What follows is a listing; give it again exactly, in its entirety.

--------------------------------------------------

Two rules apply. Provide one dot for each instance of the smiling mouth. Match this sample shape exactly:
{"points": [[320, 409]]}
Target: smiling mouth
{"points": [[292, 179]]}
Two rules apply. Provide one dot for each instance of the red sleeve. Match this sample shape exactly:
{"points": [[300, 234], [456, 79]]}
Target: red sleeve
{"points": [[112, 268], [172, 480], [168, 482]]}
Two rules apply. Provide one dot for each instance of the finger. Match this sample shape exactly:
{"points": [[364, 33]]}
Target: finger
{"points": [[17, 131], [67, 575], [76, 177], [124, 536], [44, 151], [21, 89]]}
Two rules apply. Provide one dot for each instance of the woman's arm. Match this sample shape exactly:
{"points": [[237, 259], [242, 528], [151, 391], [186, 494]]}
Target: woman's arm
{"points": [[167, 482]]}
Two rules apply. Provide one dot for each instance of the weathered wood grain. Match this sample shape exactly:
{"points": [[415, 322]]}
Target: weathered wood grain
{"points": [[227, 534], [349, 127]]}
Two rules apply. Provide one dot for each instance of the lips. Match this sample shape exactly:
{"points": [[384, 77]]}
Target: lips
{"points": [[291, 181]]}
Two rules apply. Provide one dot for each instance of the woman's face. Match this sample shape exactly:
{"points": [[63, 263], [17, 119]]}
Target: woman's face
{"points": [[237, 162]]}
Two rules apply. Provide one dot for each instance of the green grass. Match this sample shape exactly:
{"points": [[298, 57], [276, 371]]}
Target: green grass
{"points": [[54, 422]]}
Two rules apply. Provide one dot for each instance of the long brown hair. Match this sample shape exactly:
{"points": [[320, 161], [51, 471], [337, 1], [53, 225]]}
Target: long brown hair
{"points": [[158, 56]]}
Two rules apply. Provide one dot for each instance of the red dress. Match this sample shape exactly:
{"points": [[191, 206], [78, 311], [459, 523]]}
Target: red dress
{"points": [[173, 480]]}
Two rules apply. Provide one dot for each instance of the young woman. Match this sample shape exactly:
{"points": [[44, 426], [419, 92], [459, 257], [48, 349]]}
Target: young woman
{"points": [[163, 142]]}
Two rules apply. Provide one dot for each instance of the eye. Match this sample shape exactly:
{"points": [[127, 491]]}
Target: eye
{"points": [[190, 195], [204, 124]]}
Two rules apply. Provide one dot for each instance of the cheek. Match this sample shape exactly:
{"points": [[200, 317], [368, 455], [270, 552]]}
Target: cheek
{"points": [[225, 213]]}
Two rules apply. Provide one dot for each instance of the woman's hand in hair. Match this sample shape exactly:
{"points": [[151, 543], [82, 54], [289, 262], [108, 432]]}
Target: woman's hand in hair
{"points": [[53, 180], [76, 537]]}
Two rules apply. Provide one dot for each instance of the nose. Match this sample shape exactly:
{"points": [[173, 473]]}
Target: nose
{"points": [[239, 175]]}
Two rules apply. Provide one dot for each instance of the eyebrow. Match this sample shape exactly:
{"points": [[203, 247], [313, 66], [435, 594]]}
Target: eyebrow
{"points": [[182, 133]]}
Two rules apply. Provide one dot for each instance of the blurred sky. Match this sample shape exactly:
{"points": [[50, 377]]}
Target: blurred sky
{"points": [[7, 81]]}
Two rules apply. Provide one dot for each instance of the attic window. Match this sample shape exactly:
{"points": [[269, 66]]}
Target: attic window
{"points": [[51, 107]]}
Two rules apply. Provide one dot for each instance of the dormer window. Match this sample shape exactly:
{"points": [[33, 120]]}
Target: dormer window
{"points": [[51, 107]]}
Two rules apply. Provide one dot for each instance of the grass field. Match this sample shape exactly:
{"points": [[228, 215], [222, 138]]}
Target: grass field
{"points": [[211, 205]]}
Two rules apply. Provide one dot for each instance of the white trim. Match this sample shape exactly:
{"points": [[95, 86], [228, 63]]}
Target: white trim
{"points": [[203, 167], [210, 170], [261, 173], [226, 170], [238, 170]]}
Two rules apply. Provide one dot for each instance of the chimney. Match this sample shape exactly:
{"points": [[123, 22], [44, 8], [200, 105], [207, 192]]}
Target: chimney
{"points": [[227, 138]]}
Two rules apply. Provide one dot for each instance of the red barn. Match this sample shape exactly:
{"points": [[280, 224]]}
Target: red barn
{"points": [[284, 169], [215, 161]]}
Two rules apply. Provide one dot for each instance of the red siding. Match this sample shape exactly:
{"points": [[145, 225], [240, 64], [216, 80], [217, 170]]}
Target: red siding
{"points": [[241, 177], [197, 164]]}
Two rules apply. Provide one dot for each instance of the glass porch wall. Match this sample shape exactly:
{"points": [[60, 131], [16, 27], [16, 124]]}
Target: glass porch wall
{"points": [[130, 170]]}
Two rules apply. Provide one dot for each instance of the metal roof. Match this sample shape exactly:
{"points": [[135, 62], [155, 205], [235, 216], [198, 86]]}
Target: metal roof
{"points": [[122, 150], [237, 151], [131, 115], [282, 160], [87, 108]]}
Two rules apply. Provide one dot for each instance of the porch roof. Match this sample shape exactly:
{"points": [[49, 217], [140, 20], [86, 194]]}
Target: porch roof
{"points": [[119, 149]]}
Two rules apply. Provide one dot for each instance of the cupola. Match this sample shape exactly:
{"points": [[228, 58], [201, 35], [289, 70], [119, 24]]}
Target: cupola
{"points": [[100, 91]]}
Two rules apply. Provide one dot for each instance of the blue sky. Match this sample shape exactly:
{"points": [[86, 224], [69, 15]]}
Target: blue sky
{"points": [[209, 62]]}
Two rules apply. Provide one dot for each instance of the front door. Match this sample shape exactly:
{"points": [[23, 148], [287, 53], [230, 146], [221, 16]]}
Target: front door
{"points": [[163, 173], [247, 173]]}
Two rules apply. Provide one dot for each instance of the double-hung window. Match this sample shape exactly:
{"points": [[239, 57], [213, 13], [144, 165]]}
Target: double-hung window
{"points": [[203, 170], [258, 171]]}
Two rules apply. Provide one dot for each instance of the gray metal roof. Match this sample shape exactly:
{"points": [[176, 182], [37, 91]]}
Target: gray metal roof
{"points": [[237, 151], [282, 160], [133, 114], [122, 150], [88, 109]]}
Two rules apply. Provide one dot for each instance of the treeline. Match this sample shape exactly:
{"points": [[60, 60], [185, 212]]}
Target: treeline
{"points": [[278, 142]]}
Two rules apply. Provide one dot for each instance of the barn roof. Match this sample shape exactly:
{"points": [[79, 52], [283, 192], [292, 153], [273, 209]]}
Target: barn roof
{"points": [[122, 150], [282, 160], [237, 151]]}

--------------------------------------------------

• **Worked answer**
Two rules apply. Provide one dot for each instance of the smiling mouth. Match this sample shape exactly:
{"points": [[320, 409]]}
Target: smiling mouth
{"points": [[292, 179]]}
Two rules apply. Provide one dot for each instance of the red sleeve. Match this sample shape exactly:
{"points": [[300, 234], [456, 79]]}
Target: red sleeve
{"points": [[112, 268], [172, 480], [168, 482]]}
Two rules apply. Provide one dot for each instance of the finger. Match this sample shape exactly:
{"points": [[364, 33]]}
Target: finger
{"points": [[17, 131], [67, 575], [76, 177], [124, 536], [44, 151], [21, 89]]}
Two rules apply. Provide one dot for each instance of the woman's arm. Match this sample shape exactly:
{"points": [[237, 259], [242, 528], [151, 391], [186, 494]]}
Target: woman's arm
{"points": [[167, 482]]}
Two rules apply. Provide one dot for each instance of the weathered wood grain. Match this sample shape exactly:
{"points": [[415, 322]]}
Target: weathered wood grain
{"points": [[227, 534], [349, 127]]}
Two rules apply. Provide one dot for each instance of the lips. Match this sample shape exactly:
{"points": [[384, 77]]}
Target: lips
{"points": [[291, 181]]}
Two rules apply. Provide one dot for each instance of the woman's face. Match this sample shape exactly:
{"points": [[63, 263], [17, 119]]}
Target: woman's face
{"points": [[237, 162]]}
Two rules apply. Provide one dot for each instance of the green grass. Match this sample shape exactly:
{"points": [[298, 57], [276, 371]]}
Target: green grass
{"points": [[54, 422]]}
Two rules apply. Provide one dot for each instance of the long brown hair. Match this sample shape exactly:
{"points": [[320, 161], [51, 471], [337, 1], [53, 225]]}
Target: long brown hair
{"points": [[158, 56]]}
Two rules apply. Provide one dot for each instance of the red dress. Match this sample shape exactly:
{"points": [[191, 206], [78, 311], [459, 523]]}
Target: red dress
{"points": [[173, 480]]}
Two rules apply. Provide one dot for each instance of the young woman. Match this sample shape exactly:
{"points": [[44, 426], [419, 92], [459, 257], [48, 349]]}
Target: young woman
{"points": [[163, 142]]}
Two rules apply. Provide one dot for each instance of the eye. Match this sample shape exactly:
{"points": [[127, 491]]}
Target: eye
{"points": [[190, 195], [204, 124]]}
Two rules apply. Provide one dot for each instance of the cheek. Match this sample shape exactly:
{"points": [[200, 317], [368, 455], [270, 552]]}
Target: cheek
{"points": [[225, 213]]}
Two rules apply. Provide one dot for each instance of the woman's hand in hair. Match this sample shape exactly:
{"points": [[151, 543], [82, 54], [289, 262], [108, 432]]}
Target: woman's hand in hair
{"points": [[53, 180], [76, 537]]}
Two rules apply. Provide one dot for each instance of the nose. Match this sample shape exactly:
{"points": [[173, 473]]}
Target: nose
{"points": [[239, 175]]}
Two rules apply. Provide one dot for each instance of the eyebrow. Match this sample shape exactly:
{"points": [[203, 247], [313, 66], [435, 594]]}
Target: eyebrow
{"points": [[182, 133]]}
Two rules apply. Provide one dot for each instance of the blurred sky. Match this sample shape exactly:
{"points": [[50, 377]]}
Target: blurred sky
{"points": [[7, 81]]}
Two rules apply. Provide one dot for each instance of the attic window. Match this sample shape exactly:
{"points": [[269, 66]]}
Target: attic window
{"points": [[51, 107]]}
Two rules apply. Provide one dot for each instance of the dormer window. Match this sample shape exactly:
{"points": [[33, 120]]}
Target: dormer window
{"points": [[51, 107]]}
Two rules apply. Provide one dot for each instance of the grass field. Match this sample shape exactly:
{"points": [[228, 215], [222, 138]]}
Target: grass field
{"points": [[211, 205]]}
Two rules apply. Provide one dot for each instance of the white trim. Match this sample shape exactly:
{"points": [[95, 86], [228, 63]]}
Target: white trim
{"points": [[203, 167], [210, 170], [261, 173], [226, 170], [238, 170]]}
Two rules apply. Provide one dot for each instance of the chimney. Match this sample shape exactly:
{"points": [[123, 22], [44, 8], [200, 105], [207, 192]]}
Target: chimney
{"points": [[227, 138]]}
Two rules apply. Provide one dot for each instance of the red barn. Match this sample shape exactly:
{"points": [[280, 224]]}
Target: red barn
{"points": [[284, 169], [215, 161]]}
Two rules apply. Provide one dot for each instance of the red siding. Match this sample shape exactly:
{"points": [[145, 225], [240, 64], [216, 80], [217, 170]]}
Target: red siding
{"points": [[241, 177], [197, 164]]}
Two rules apply. Provide one dot for each instance of the glass porch wall. Match this sample shape exactly:
{"points": [[60, 131], [16, 27], [16, 124]]}
Target: glass porch wall
{"points": [[130, 170]]}
Two rules apply. Provide one dot for each instance of the metal roof. Match this sample shape exactly:
{"points": [[135, 62], [155, 205], [235, 216], [198, 86]]}
Target: metal roof
{"points": [[122, 150], [237, 151], [131, 115], [282, 160], [87, 108]]}
Two rules apply. Provide one dot for each instance of the porch roof. Match this sample shape exactly:
{"points": [[49, 217], [140, 20], [86, 194]]}
Target: porch roof
{"points": [[119, 149]]}
Two rules apply. Provide one dot for each instance of the cupola. Match this sample shape exactly:
{"points": [[228, 58], [201, 35], [289, 70], [119, 24]]}
Target: cupola
{"points": [[100, 91]]}
Two rules apply. Provide one dot for each instance of the blue sky. Match this sample shape exactly:
{"points": [[86, 224], [69, 15]]}
Target: blue sky
{"points": [[209, 62]]}
Two rules apply. Provide one dot for each instance of the front door. Match this sample shape exactly:
{"points": [[23, 148], [287, 53], [230, 146], [221, 16]]}
Target: front door
{"points": [[163, 173], [247, 173]]}
Two rules apply. Provide one dot for each instance of the double-hung window. Match this sample shape exactly:
{"points": [[239, 57], [213, 13], [144, 165]]}
Target: double-hung window
{"points": [[203, 170], [258, 171]]}
Two rules apply. Provide one dot for each instance of the gray metal roof. Match this sample shape exactly:
{"points": [[176, 182], [37, 91]]}
Target: gray metal roof
{"points": [[237, 151], [282, 160], [133, 114], [122, 150], [88, 109]]}
Two rules apply. Provide one dot for each instance of the treeline. Match this sample shape exactly:
{"points": [[60, 60], [185, 212]]}
Target: treeline
{"points": [[278, 142]]}
Two rules apply. Provide one dot for each instance of the barn roof. Match this sample shape exactly:
{"points": [[79, 52], [283, 192], [292, 153], [273, 209]]}
Target: barn roof
{"points": [[122, 150], [282, 160], [237, 151]]}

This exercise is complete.